▶ **Your instructions**
Copy out all of the lines below in full, moving each point by adding 9 to both its x and y coordinates.

Start Rows

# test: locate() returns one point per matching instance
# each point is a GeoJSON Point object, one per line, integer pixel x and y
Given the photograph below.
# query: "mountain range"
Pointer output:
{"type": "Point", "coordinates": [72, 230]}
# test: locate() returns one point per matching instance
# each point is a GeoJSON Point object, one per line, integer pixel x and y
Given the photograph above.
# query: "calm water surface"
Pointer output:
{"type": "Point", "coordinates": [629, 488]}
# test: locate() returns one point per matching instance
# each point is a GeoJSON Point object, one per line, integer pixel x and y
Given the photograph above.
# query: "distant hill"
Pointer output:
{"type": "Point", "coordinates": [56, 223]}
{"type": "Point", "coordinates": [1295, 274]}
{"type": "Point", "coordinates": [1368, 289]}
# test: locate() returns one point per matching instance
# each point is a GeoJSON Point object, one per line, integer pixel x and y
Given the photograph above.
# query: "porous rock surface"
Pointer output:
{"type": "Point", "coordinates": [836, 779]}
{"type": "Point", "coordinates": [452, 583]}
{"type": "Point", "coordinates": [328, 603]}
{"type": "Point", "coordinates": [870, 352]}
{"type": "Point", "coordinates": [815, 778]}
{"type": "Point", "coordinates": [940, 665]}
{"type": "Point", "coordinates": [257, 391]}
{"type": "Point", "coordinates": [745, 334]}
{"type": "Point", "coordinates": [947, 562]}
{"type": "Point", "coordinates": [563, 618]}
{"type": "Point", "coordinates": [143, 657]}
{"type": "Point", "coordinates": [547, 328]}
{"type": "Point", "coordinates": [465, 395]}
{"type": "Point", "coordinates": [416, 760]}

End Rows

▶ **Response**
# test: locate() returns one point per matching instance
# each point is a GeoJSON Point object, one per line, integer pixel x and y
Given the photograph below.
# query: "mountain range"
Pointer output:
{"type": "Point", "coordinates": [81, 239]}
# test: locate() returns one point per matching instance
# each point is a GeoJSON Point object, one per line, integer pixel x and y
Given the photograph above.
# query: "calm water surface"
Pointer output:
{"type": "Point", "coordinates": [638, 497]}
# test: locate() returns one point per matching instance
# each point is a GeoJSON Point object, one per line, integer pixel x and y
Given the photograph above.
# query: "distant hill"
Pointer output:
{"type": "Point", "coordinates": [65, 232]}
{"type": "Point", "coordinates": [1304, 283]}
{"type": "Point", "coordinates": [1377, 298]}
# test: locate() returns one point per matching instance
# each point is a GeoJSON Point object, one per line, integer pixel x and y
Given the photograph above.
# query: "porous rock surface"
Pointer output:
{"type": "Point", "coordinates": [845, 788]}
{"type": "Point", "coordinates": [461, 592]}
{"type": "Point", "coordinates": [337, 612]}
{"type": "Point", "coordinates": [879, 361]}
{"type": "Point", "coordinates": [824, 787]}
{"type": "Point", "coordinates": [949, 674]}
{"type": "Point", "coordinates": [266, 400]}
{"type": "Point", "coordinates": [754, 343]}
{"type": "Point", "coordinates": [956, 571]}
{"type": "Point", "coordinates": [572, 627]}
{"type": "Point", "coordinates": [152, 666]}
{"type": "Point", "coordinates": [556, 337]}
{"type": "Point", "coordinates": [474, 404]}
{"type": "Point", "coordinates": [425, 769]}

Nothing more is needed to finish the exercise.